#### FRAGMENTO DEL DOCUMENTO
══════════════════════════════
Conferencia General Abril 1964
“…Porque Verán a Dios”

por Élder Spencer W. Kimball
Del Consejo de los Doce Apóstoles
Mis hermanos y hermanas, y amigos en todo el mundo, les enviamos un saludo:
Como miembros de La Iglesia de Jesucristo de los Santos de los Últimos Días, declaramos solemnemente la realidad de Dios el Eterno Padre y su Hijo Jesucristo, quienes son como cualquier padre e hijo, aunque son individuos distintos. En más de una ocasión, Cristo ha revelado que el conocimiento y el entendimiento de Dios son fundamentales para la exaltación.
“Esta es la vida eterna: conocer al único Dios sabio y verdadero, y a Jesucristo, a quien él ha enviado. Yo soy él.” Y luego su mandato: “Recibid, por tanto, mi ley” (D. y C. 132:24).
Ni el Padre, Elohim, ni el Hijo, Jehová, se alejarían de los hijos de los hombres. Son los hombres quienes se separan si hay distanciamiento. Tanto el Padre como el Hijo desean comunicarse y asociarse con los hombres. Pero los hombres deben ser semejantes a Dios, puros y perfeccionados, para alcanzar tal estatura. Incluso con un alto grado de dignidad, los hombres deben ser protegidos del brillo y la gloria de los personajes celestiales.
══════════════════════════════
#### FILAS DE DATOS
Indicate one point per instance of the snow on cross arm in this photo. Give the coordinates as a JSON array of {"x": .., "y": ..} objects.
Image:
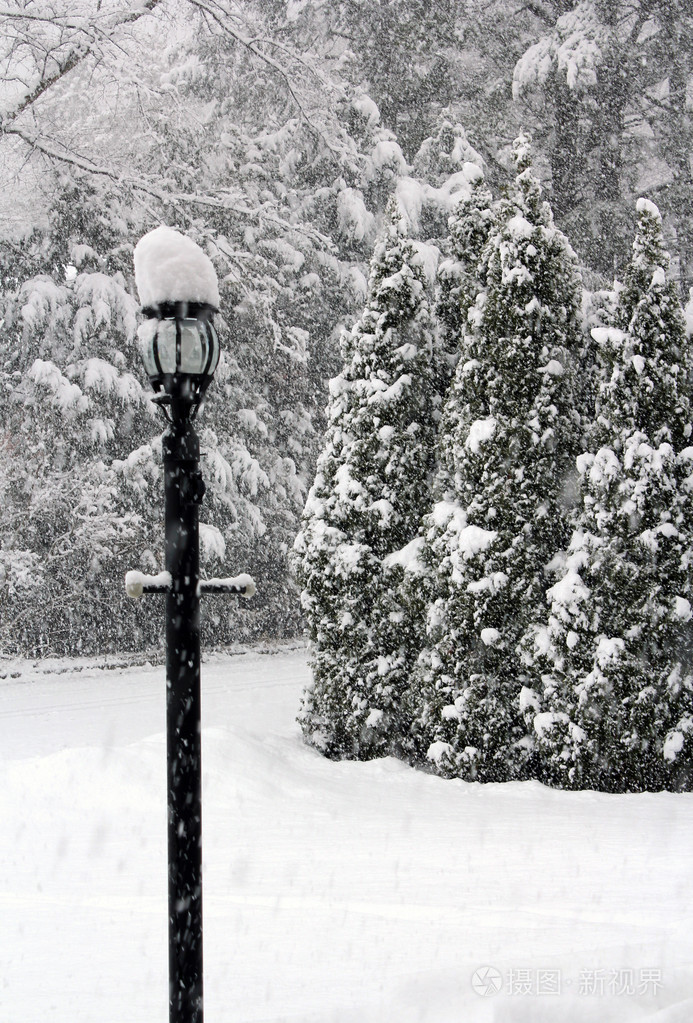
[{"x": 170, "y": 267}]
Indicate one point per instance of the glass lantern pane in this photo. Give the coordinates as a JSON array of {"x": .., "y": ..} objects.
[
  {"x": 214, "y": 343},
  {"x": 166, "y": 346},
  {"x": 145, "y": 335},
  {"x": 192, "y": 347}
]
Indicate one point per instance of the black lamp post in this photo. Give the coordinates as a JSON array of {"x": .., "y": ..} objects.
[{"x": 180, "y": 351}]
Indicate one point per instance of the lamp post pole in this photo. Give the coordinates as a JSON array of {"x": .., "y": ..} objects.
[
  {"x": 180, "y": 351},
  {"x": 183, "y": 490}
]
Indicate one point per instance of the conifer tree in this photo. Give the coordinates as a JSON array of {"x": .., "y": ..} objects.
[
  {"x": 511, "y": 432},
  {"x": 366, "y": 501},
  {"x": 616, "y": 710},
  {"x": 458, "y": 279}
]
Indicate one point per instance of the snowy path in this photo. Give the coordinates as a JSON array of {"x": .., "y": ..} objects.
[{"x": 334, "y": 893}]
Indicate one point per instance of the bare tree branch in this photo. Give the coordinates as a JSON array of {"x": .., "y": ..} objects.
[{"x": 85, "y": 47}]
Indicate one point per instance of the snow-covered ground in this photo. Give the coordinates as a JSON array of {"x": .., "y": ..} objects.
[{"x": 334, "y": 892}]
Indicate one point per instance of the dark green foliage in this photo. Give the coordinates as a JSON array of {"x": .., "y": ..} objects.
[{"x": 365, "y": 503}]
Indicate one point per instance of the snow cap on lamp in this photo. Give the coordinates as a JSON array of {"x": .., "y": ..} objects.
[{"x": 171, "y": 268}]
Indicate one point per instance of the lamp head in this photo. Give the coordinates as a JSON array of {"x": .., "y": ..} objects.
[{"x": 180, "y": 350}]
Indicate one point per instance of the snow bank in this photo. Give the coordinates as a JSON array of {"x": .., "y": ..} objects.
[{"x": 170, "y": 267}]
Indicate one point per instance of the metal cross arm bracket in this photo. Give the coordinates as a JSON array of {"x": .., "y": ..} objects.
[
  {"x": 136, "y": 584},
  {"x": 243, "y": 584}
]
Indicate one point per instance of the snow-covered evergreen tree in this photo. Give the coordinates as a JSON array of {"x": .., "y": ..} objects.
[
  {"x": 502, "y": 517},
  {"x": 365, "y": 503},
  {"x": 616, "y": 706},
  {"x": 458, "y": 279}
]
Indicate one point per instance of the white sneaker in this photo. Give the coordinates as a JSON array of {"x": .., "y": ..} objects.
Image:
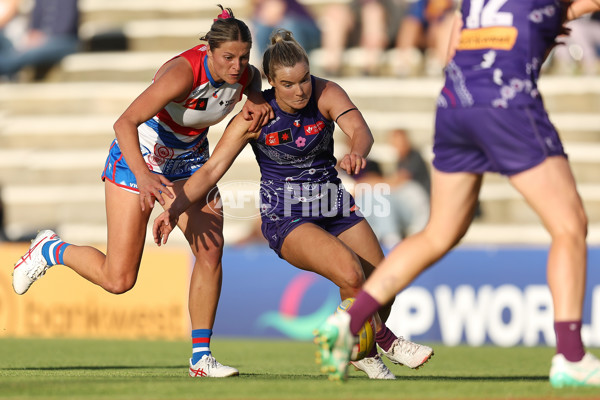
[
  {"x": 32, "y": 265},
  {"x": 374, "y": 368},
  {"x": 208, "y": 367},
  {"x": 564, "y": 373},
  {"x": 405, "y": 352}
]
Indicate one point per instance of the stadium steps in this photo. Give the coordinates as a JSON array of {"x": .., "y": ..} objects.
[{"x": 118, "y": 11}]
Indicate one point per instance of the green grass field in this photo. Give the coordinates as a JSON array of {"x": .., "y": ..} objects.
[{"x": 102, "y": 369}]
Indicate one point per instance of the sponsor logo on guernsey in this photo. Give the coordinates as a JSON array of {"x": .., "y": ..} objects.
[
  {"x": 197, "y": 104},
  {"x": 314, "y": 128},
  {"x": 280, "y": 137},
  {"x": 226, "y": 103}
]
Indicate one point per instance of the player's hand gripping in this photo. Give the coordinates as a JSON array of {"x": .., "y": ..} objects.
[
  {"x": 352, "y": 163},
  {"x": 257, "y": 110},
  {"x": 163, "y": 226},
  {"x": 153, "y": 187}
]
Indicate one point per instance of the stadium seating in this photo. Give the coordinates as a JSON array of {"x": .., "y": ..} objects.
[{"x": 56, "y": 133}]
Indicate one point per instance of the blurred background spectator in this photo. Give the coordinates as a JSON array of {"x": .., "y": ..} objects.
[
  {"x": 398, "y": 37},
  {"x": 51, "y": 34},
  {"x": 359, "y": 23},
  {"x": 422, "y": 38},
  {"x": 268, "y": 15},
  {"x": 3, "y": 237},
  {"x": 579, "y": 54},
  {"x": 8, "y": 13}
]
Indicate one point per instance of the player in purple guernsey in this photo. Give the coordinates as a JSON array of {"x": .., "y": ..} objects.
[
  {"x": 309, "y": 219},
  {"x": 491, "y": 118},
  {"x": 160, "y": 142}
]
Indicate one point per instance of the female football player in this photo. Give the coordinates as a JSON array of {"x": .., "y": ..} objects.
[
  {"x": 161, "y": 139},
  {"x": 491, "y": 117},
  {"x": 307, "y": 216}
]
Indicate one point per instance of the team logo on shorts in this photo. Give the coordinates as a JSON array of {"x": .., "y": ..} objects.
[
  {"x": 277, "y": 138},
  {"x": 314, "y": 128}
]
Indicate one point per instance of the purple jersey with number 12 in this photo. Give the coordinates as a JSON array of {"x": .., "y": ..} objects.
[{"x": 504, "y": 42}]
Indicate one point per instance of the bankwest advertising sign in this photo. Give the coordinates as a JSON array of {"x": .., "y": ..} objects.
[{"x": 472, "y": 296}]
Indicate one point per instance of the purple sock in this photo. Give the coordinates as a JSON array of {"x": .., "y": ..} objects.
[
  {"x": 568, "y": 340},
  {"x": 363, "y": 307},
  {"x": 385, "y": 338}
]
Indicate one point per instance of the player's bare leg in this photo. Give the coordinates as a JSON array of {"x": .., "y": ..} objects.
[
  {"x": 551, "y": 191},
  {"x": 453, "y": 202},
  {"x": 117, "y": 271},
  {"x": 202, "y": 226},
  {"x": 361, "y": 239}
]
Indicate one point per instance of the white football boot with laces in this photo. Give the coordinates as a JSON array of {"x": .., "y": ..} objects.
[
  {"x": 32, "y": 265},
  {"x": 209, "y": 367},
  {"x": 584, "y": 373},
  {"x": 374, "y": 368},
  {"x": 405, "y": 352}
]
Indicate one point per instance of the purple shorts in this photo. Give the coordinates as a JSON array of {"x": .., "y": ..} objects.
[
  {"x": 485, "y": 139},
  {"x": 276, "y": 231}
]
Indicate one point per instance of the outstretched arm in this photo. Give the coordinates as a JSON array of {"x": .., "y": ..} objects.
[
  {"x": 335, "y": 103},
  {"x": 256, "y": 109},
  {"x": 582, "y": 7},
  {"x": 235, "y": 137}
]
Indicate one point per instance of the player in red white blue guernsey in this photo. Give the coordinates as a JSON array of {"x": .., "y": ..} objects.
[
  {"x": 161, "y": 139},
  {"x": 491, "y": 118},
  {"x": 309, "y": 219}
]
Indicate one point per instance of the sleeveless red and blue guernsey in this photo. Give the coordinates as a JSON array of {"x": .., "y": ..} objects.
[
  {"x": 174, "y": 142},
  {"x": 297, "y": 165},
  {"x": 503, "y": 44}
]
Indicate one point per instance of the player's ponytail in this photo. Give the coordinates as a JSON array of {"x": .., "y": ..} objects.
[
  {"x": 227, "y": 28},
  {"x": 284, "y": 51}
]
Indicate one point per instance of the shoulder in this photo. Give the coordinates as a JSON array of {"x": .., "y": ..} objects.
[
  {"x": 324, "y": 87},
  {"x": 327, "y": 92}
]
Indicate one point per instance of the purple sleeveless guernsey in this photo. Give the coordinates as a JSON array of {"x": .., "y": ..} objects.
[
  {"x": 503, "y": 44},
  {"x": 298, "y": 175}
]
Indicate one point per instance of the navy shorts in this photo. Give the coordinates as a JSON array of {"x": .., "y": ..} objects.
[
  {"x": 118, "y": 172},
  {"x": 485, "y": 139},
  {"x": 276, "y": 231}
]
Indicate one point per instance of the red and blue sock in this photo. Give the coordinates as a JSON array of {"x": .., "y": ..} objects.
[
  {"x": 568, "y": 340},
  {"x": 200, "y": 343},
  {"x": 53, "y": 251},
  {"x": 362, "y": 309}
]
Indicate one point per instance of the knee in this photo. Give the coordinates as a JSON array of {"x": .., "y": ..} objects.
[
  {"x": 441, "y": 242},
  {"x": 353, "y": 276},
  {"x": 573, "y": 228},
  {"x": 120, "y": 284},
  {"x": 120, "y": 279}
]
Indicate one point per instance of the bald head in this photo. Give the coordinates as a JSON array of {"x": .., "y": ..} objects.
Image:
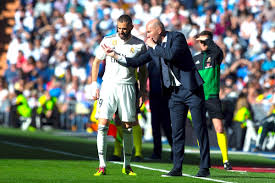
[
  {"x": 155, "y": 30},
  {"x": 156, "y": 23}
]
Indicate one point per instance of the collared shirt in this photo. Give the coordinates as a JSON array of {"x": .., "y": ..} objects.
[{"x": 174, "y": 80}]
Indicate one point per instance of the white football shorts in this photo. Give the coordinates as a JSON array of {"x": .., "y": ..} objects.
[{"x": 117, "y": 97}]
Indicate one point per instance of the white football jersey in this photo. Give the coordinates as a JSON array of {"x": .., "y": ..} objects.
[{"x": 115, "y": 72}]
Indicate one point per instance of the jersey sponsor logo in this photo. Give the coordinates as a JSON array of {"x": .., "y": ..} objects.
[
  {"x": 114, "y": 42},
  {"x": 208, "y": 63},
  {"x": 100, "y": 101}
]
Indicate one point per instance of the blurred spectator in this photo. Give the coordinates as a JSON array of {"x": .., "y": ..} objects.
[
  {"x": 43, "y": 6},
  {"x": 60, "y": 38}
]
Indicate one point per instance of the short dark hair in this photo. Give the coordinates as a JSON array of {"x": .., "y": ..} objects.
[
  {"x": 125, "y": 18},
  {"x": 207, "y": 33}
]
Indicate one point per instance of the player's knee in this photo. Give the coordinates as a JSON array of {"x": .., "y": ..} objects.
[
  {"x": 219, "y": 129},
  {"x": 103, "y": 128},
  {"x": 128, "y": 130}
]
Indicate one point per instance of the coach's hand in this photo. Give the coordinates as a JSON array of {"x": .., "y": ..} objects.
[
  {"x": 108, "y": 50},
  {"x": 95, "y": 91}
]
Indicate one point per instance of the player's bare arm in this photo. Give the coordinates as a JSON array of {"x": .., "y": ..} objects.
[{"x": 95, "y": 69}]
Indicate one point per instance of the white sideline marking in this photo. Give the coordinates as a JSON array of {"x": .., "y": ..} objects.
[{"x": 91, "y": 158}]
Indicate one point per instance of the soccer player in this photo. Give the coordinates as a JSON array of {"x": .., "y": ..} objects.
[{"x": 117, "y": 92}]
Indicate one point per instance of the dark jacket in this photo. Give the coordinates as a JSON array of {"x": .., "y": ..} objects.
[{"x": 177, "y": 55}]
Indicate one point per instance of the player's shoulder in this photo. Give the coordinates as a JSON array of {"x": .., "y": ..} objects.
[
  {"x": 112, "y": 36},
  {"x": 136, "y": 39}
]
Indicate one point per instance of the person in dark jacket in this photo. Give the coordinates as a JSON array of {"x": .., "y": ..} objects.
══════════════════════════════
#### TAREAS
1) Repite el pasaje del discurso de la Conferencia General que va de "por Élder Spencer" a "y C. 132:24).", con ambos extremos incluidos.
2) Prosigue el discurso de la Conferencia General a partir de su última oración.

#### RESPUESTAS POR TAREA
1)
por Élder Spencer W. Kimball
Del Consejo de los Doce Apóstoles
Mis hermanos y hermanas, y amigos en todo el mundo, les enviamos un saludo:
Como miembros de La Iglesia de Jesucristo de los Santos de los Últimos Días, declaramos solemnemente la realidad de Dios el Eterno Padre y su Hijo Jesucristo, quienes son como cualquier padre e hijo, aunque son individuos distintos. En más de una ocasión, Cristo ha revelado que el conocimiento y el entendimiento de Dios son fundamentales para la exaltación.
“Esta es la vida eterna: conocer al único Dios sabio y verdadero, y a Jesucristo, a quien él ha enviado. Yo soy él.” Y luego su mandato: “Recibid, por tanto, mi ley” (D. y C. 132:24).

2)
Un Premio de Gran Valor
Si les dijera que en su propio patio trasero podrían encontrar un acre de diamantes, ¿ignorarían la sugerencia y no se molestarían en buscar? Hoy les estoy diciendo que al alcance de su mano hay un premio de valor incalculable. Los diamantes pueden comprar alimentos y refugio, pueden brillar y relucir, y pueden embellecer y adornar. Pero el premio que está a su alcance es más brillante que las joyas. No se deteriora ni depende de las tendencias del mercado. Hablo del mayor don: el don de la vida eterna. No se puede obtener simplemente deseándolo; no se compra con dinero; desearlo no lo traerá, pero está disponible para hombres y mujeres de todo el mundo. Ha habido largos períodos en la historia en los que la verdad total no estaba disponible de inmediato para los habitantes de la tierra. Pero en nuestro tiempo, el programa eterno completo está aquí y puede llevar a los hombres a la exaltación y la vida eterna, hasta llegar a la divinidad.
Jeremías declaró:
“Porque dos males ha cometido mi pueblo: me dejaron a mí, fuente de aguas vivas, y cavaron para sí cisternas, cisternas rotas que no retienen agua” (Jeremías 2:13).
Y Amós predijo:
“He aquí, vienen días, dice Jehová el Señor, en los cuales enviaré hambre a la tierra, no hambre de pan, ni sed de agua, sino de oír la palabra de Jehová.
“E irán errantes de mar a mar; desde el norte hasta el oriente; discurrirán buscando palabra de Jehová, y no la hallarán” (Amós 8:11-12).
El Fin de la Hambruna Espiritual
Después de siglos de oscuridad espiritual, descritos por Amós y Jeremías, anunciamos solemnemente a todo el mundo que la hambruna espiritual ha terminado, la sequía espiritual se ha agotado, y la palabra del Señor en su pureza y totalidad está disponible para todos los hombres. Ya no es necesario ir de mar a mar ni de norte a este en busca del evangelio verdadero, como predijo Amós, porque la verdad eterna está disponible.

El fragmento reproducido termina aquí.